* _What the task asks_
A bare number is the only acceptable answer: how many lines of these entries include "glove"?

* _Dataset excerpts_

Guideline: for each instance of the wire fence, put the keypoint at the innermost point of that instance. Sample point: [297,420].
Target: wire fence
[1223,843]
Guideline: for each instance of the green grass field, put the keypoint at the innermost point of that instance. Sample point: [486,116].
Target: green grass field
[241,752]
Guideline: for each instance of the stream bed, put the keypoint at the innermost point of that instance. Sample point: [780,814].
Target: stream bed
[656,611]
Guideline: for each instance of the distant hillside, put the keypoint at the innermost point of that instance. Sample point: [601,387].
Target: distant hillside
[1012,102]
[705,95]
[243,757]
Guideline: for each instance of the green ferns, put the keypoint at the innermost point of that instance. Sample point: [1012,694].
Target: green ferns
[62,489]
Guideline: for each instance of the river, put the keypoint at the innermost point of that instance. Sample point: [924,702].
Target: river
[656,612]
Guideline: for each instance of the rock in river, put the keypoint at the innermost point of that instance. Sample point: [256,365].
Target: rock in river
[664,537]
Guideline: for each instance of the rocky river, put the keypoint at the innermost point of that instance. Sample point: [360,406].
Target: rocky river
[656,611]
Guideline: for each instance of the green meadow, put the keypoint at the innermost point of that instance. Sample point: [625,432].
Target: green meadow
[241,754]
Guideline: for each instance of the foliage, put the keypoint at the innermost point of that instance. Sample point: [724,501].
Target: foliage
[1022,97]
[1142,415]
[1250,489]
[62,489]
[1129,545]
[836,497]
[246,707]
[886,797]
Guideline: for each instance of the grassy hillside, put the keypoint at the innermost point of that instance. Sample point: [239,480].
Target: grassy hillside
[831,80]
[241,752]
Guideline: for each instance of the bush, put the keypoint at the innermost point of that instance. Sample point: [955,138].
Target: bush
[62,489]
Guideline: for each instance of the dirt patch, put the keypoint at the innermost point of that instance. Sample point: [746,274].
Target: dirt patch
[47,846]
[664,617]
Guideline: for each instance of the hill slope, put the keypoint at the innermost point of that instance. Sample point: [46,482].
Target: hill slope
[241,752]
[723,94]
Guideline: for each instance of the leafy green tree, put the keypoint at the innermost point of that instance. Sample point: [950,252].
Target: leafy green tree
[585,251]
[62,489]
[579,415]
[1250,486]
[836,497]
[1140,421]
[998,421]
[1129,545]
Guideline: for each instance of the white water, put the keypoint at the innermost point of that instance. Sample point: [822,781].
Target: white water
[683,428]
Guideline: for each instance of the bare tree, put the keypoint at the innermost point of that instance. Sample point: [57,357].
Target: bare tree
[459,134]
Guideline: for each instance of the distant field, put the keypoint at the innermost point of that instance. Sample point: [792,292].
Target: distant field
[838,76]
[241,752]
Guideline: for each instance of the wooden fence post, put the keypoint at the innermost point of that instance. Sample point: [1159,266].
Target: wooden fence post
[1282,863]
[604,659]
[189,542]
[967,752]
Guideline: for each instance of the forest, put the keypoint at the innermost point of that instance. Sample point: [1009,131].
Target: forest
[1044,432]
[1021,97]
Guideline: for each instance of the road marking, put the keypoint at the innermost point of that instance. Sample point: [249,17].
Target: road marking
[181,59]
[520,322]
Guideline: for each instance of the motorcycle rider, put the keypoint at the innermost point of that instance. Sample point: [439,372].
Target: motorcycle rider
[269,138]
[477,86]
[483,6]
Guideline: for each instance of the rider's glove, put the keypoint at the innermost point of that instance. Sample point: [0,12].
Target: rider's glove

* _Expected answer_
2